Excerpt -
Posted by Literary Titan
In The Siege of Laronto there are a lot of great courageous characters. What was your inspiration for creating the main characters in this story?
I used a collection of different historical characters as my starting point, and then added my interpretation of them. Mathilda was a mixture of Elizabeth I and Boudica, as well as a couple of strong females whom I know! If I’m honest, I have had a lot more ideas for her character development, which I hope to follow through in the sequels.
The knights and baron were based on a collection of knights who were gallivanting around during the middle ages, particularly influenced by the Crusades. The king of Valecia, as well as the archbishop and merchants were influenced by the age of Spanish exploration and the Conquistadors. I hope that a sense of greed and intrigue came through in those passages. Wirlwin is more of a Marco Polo character, as will become clear in the next book, which follows the events of his next mission.

What is needed - Copy the full interview about The Siege of Laronto word for word. Work only from the interview above.

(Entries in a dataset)
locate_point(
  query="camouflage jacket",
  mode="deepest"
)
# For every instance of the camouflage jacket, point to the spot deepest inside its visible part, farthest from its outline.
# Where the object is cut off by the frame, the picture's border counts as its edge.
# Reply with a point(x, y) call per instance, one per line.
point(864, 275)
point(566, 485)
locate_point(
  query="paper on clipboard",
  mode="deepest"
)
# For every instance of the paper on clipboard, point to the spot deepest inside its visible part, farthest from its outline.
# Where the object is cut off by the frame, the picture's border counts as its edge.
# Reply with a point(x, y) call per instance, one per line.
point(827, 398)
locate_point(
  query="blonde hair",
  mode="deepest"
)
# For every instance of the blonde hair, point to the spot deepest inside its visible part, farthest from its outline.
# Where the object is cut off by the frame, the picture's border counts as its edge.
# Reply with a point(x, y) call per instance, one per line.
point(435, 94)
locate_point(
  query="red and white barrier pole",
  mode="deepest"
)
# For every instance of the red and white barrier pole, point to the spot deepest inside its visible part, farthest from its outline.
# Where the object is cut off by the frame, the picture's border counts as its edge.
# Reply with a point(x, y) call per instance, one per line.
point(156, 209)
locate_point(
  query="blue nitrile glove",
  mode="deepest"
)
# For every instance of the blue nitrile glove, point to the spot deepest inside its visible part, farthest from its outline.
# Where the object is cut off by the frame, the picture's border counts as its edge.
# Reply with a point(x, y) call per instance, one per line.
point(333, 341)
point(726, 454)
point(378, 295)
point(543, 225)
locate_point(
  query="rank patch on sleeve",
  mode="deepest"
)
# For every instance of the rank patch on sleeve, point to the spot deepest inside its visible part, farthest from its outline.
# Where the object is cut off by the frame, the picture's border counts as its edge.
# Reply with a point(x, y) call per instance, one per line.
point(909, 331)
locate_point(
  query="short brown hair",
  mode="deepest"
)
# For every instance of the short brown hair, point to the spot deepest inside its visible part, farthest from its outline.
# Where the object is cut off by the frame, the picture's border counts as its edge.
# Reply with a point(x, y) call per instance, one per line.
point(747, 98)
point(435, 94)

...

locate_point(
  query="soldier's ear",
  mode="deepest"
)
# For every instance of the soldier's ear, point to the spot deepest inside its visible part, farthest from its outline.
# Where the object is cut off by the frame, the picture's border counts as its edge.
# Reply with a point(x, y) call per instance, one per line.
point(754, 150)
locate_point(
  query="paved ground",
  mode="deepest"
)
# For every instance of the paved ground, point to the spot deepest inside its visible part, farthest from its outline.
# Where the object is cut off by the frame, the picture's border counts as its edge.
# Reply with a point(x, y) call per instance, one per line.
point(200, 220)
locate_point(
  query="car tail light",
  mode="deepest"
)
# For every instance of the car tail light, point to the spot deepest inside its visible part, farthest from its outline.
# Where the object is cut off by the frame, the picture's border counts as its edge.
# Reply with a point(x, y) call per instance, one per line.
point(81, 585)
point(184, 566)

Result -
Posted by Literary Titan
In The Siege of Laronto there are a lot of great courageous characters. What was your inspiration for creating the main characters in this story?
I used a collection of different historical characters as my starting point, and then added my interpretation of them. Mathilda was a mixture of Elizabeth I and Boudica, as well as a couple of strong females whom I know! If I’m honest, I have had a lot more ideas for her character development, which I hope to follow through in the sequels.
The knights and baron were based on a collection of knights who were gallivanting around during the middle ages, particularly influenced by the Crusades. The king of Valecia, as well as the archbishop and merchants were influenced by the age of Spanish exploration and the Conquistadors. I hope that a sense of greed and intrigue came through in those passages. Wirlwin is more of a Marco Polo character, as will become clear in the next book, which follows the events of his next mission.